[SELECTED TEXT]
0

If you have a master (by convention) repo, and people use their own local repos, and someone abuses the "don't go back in time and rebase your changes instead of merging the branch in" or other (conventional) rules the git log isn't going to show you the full history of the remote repo - just the history as it pertains to the current state of the repo, right? Is there some way of seeing every last change that was made to the remote repo, to see who's not following the rules? I appreciate that the commits are gone and can't be gone back to (hence the problem) but just a text file containing the datas, SHAs etc would be handy. Does this exist? Can it be configured that way somehow?

To be clear; I'm interested in seeing everything which has been performed to the remote repo to track malicious or poorly trained usage of it.

[THE TASK] Write out the passage from the question about tracking changes to a remote git repository, starting at "If you have" and ending at "usage of it.". The listing that comes next plays no part in this exercise.

[INFORMATION SUPPLIED]
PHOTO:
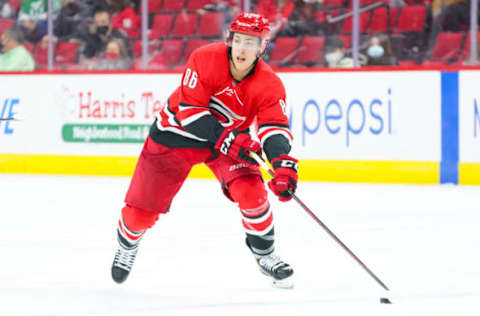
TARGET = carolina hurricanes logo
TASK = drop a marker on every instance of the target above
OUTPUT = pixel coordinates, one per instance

[THE COMPLETED TASK]
If you have a master (by convention) repo, and people use their own local repos, and someone abuses the "don't go back in time and rebase your changes instead of merging the branch in" or other (conventional) rules the git log isn't going to show you the full history of the remote repo - just the history as it pertains to the current state of the repo, right? Is there some way of seeing every last change that was made to the remote repo, to see who's not following the rules? I appreciate that the commits are gone and can't be gone back to (hence the problem) but just a text file containing the datas, SHAs etc would be handy. Does this exist? Can it be configured that way somehow?

To be clear; I'm interested in seeing everything which has been performed to the remote repo to track malicious or poorly trained usage of it.